● Stored rows:
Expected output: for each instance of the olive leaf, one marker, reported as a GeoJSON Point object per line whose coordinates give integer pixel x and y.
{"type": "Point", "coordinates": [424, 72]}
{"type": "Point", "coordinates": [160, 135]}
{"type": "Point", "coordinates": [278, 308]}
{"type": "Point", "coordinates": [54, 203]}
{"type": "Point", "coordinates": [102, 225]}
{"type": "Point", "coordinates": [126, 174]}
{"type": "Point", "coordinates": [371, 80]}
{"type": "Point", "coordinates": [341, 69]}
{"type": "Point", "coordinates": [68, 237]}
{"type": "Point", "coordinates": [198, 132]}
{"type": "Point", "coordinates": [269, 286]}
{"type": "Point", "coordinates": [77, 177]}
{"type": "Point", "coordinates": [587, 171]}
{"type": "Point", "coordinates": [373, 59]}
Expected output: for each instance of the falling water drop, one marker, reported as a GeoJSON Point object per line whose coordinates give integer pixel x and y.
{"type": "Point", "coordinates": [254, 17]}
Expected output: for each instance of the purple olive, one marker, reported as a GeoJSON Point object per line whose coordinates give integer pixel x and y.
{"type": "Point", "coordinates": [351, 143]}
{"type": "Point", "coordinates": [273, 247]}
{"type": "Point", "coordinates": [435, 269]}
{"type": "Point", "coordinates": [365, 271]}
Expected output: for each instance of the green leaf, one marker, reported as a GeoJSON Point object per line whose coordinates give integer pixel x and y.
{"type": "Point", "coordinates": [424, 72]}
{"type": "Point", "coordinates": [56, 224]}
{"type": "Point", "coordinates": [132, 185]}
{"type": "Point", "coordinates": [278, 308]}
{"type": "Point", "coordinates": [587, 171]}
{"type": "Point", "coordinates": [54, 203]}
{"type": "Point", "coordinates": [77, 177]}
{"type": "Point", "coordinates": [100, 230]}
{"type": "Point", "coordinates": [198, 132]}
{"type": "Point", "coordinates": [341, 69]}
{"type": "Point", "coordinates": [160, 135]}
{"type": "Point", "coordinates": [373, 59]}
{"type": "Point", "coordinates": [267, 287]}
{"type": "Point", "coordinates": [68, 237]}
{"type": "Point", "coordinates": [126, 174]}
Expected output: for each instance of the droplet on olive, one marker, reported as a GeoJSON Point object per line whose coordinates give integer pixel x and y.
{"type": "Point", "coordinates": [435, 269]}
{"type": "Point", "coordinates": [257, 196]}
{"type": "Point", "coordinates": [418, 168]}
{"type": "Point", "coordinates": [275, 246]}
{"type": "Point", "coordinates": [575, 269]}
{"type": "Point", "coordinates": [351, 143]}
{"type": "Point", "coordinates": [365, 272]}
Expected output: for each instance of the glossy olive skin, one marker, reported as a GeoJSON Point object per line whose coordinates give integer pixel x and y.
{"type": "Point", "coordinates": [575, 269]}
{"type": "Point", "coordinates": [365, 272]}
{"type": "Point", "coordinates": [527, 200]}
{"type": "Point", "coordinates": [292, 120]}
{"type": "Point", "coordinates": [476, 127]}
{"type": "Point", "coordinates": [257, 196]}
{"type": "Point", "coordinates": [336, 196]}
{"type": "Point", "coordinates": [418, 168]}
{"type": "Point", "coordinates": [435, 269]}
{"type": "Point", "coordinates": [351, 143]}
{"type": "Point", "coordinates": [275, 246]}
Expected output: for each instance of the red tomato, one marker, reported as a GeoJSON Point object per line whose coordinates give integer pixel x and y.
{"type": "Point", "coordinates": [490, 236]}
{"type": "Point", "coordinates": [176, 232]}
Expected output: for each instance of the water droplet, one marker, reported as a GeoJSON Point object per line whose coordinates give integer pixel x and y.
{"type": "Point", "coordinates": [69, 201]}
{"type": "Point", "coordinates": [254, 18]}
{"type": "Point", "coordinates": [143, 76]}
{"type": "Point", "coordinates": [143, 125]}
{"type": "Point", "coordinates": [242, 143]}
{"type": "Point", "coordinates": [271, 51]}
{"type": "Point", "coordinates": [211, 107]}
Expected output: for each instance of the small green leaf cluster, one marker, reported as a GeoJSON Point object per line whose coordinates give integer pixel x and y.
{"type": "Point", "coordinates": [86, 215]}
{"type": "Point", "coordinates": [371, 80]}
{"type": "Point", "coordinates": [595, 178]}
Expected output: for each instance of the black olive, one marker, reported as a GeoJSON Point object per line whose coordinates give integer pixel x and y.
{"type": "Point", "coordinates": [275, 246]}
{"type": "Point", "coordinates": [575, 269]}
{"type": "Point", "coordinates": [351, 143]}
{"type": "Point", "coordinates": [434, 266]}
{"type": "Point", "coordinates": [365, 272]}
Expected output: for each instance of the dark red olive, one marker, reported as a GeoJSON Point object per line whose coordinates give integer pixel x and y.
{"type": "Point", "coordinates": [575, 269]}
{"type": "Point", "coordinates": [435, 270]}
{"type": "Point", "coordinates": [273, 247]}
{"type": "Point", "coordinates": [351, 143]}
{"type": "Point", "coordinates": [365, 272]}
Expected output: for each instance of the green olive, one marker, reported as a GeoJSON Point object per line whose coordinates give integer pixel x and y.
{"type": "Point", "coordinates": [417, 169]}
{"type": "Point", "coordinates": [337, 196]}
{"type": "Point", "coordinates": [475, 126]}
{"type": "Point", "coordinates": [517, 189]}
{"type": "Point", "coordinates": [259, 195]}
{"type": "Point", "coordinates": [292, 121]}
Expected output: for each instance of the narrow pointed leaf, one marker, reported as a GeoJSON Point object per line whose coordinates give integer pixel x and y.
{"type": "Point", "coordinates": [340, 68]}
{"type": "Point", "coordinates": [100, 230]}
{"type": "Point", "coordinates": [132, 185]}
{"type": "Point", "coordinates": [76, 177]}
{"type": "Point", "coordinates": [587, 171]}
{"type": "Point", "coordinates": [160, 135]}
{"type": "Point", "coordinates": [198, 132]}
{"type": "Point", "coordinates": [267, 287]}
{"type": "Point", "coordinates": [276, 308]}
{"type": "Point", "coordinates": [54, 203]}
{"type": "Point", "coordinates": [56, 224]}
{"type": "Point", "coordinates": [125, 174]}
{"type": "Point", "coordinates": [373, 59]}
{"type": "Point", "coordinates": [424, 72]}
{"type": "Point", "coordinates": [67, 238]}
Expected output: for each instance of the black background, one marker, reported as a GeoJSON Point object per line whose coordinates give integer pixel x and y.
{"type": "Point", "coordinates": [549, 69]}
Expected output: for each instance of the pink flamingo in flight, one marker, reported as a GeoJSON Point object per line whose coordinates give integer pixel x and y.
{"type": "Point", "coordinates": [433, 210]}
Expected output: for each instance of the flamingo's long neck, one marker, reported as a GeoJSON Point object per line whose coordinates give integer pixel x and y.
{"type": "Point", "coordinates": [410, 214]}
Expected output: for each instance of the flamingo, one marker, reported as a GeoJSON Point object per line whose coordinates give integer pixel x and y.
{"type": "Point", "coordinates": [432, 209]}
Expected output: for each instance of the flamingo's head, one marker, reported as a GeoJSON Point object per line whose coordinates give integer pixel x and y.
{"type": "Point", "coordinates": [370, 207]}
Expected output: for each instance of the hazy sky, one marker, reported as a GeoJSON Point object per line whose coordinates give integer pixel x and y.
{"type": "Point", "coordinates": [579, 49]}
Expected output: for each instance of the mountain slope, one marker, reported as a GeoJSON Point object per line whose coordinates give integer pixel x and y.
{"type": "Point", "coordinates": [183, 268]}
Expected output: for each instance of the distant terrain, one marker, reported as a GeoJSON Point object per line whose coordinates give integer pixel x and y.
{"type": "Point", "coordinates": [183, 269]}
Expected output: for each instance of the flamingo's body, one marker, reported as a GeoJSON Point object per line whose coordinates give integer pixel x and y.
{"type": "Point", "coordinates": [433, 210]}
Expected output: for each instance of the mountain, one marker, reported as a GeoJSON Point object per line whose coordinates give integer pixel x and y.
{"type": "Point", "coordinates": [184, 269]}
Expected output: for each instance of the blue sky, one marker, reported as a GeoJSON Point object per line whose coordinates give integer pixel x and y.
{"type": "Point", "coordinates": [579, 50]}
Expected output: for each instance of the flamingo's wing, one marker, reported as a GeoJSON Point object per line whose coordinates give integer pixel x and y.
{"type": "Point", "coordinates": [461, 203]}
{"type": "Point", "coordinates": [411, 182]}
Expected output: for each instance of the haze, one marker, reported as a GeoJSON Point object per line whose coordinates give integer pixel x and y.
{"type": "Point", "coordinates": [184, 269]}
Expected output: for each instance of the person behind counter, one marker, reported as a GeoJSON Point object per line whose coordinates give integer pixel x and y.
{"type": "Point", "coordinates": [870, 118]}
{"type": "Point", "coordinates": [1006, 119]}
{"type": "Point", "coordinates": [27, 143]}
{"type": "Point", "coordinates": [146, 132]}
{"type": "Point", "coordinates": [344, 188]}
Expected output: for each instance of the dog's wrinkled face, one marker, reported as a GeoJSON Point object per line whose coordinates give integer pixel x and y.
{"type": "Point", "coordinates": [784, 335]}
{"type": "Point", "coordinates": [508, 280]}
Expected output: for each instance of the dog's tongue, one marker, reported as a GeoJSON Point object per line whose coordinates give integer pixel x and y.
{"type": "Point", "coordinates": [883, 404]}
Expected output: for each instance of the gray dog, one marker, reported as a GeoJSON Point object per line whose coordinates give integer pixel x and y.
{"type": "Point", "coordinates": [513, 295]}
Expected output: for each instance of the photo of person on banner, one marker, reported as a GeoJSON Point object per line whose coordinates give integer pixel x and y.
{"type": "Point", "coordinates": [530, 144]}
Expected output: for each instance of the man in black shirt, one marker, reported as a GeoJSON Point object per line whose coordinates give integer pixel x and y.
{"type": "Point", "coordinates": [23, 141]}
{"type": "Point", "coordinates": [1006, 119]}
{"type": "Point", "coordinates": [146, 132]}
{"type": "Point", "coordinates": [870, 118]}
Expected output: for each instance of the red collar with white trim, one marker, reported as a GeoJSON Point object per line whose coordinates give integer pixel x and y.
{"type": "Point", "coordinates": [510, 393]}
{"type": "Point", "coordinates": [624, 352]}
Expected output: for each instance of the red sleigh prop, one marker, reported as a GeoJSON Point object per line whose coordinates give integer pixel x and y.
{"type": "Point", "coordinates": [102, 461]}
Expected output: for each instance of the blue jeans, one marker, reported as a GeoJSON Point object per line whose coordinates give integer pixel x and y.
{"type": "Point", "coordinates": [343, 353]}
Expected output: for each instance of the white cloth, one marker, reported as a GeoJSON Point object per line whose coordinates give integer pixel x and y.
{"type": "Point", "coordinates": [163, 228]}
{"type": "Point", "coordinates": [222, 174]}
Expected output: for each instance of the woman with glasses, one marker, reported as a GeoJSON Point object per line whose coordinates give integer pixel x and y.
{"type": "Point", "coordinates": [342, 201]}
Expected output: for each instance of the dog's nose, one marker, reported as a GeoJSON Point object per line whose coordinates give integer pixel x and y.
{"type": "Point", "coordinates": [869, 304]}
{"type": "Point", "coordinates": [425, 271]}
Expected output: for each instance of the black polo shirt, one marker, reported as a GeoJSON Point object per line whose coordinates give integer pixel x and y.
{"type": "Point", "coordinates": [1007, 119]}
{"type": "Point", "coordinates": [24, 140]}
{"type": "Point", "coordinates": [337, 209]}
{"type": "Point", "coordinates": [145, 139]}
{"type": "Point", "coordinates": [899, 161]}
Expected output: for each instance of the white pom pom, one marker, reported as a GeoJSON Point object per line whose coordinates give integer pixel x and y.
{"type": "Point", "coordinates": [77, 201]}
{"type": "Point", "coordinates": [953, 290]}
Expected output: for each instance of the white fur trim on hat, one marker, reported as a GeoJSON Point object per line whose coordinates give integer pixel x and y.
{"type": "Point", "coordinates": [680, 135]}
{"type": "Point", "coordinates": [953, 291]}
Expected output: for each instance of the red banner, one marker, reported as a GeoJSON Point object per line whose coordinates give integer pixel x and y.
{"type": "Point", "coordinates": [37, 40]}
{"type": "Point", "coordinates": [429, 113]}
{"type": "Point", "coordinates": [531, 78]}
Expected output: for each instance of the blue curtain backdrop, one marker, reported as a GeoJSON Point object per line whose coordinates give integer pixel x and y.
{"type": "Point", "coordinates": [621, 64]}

● Problem:
Go back to the data above and please quote exactly, and only, the lines from the line with "Expected output: for each instance of the red banner, one" through its last line.

● Solution:
Expected output: for each instance of the red banner, one marker, reported as a GeoJSON Point object per line whose coordinates give integer pixel x and y.
{"type": "Point", "coordinates": [37, 40]}
{"type": "Point", "coordinates": [429, 113]}
{"type": "Point", "coordinates": [531, 78]}
Expected output: for each instance of the blue curtain backdrop, one marker, reported as a GeoJSON Point object per line whose coordinates give integer pixel x and y.
{"type": "Point", "coordinates": [621, 64]}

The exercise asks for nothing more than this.